▸ Source data:
- - - -
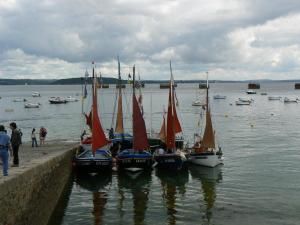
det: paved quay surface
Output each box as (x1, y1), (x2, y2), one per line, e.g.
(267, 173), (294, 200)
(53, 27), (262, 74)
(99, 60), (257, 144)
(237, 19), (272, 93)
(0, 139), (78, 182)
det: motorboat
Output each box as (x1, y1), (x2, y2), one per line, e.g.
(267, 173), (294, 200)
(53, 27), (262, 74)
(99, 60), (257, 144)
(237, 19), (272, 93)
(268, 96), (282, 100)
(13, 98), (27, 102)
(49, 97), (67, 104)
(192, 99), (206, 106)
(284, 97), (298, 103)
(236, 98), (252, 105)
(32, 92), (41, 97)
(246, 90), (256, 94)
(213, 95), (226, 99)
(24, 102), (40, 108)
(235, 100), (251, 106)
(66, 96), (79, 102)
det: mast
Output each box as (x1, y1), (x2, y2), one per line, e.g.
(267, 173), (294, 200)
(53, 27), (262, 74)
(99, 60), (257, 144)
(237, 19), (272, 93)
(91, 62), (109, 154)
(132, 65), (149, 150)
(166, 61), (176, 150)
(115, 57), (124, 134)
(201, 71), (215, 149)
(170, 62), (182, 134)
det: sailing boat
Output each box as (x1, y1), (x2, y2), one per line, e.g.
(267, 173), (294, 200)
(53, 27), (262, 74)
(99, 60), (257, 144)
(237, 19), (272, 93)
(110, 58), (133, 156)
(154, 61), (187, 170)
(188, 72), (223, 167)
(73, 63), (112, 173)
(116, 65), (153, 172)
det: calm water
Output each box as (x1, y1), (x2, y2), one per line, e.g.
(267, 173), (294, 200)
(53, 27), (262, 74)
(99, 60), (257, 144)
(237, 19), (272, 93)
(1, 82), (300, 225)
- - - -
▸ Goal of the exercise:
Repeat every record exactly, but not the pictures.

▸ Answer to this task:
det: paved quay surface
Output each box as (x1, y1), (x2, y2), one per line, e.g.
(267, 173), (294, 200)
(53, 27), (262, 74)
(99, 60), (257, 144)
(237, 19), (272, 93)
(0, 139), (78, 182)
det: motorboat
Output each box as (x1, y1), (x2, y2), one per line, e.g.
(267, 173), (294, 200)
(53, 27), (262, 74)
(99, 60), (257, 144)
(237, 19), (272, 93)
(268, 96), (282, 100)
(13, 98), (27, 102)
(49, 97), (67, 104)
(192, 99), (206, 106)
(284, 97), (298, 103)
(236, 98), (252, 105)
(32, 92), (41, 97)
(246, 90), (256, 94)
(213, 95), (226, 99)
(24, 102), (40, 108)
(235, 100), (251, 106)
(66, 96), (79, 102)
det: mast
Output each box as (x1, y1), (x2, y2), one per line, e.g.
(267, 173), (294, 200)
(53, 27), (262, 74)
(99, 60), (257, 144)
(237, 19), (272, 93)
(91, 62), (109, 154)
(132, 65), (149, 150)
(166, 61), (176, 150)
(115, 57), (124, 134)
(201, 71), (215, 149)
(170, 62), (182, 134)
det: sailing boat
Output each box as (x1, y1), (x2, y2), one per line, e.g.
(267, 173), (294, 200)
(53, 27), (262, 74)
(99, 60), (257, 144)
(237, 19), (272, 93)
(110, 58), (133, 156)
(154, 61), (187, 170)
(188, 72), (223, 167)
(73, 63), (112, 173)
(116, 65), (153, 172)
det: calm water
Output each box as (x1, y1), (x2, y2), one per line, e.g.
(267, 173), (294, 200)
(53, 27), (262, 74)
(99, 60), (257, 144)
(237, 19), (272, 93)
(1, 82), (300, 225)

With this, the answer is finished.